Goal.
Retype all of the data below line for line, leaving the pictures out of your copy.

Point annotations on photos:
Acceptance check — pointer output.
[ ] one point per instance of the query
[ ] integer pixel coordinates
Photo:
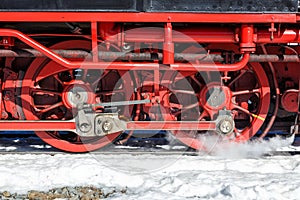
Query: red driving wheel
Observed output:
(245, 95)
(47, 95)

Reply to the task.
Acceptance check — pointer output.
[ ] one point per instance of the query
[ ] integer pixel coordinates
Photo:
Query: red driving wheel
Observed output:
(245, 95)
(47, 95)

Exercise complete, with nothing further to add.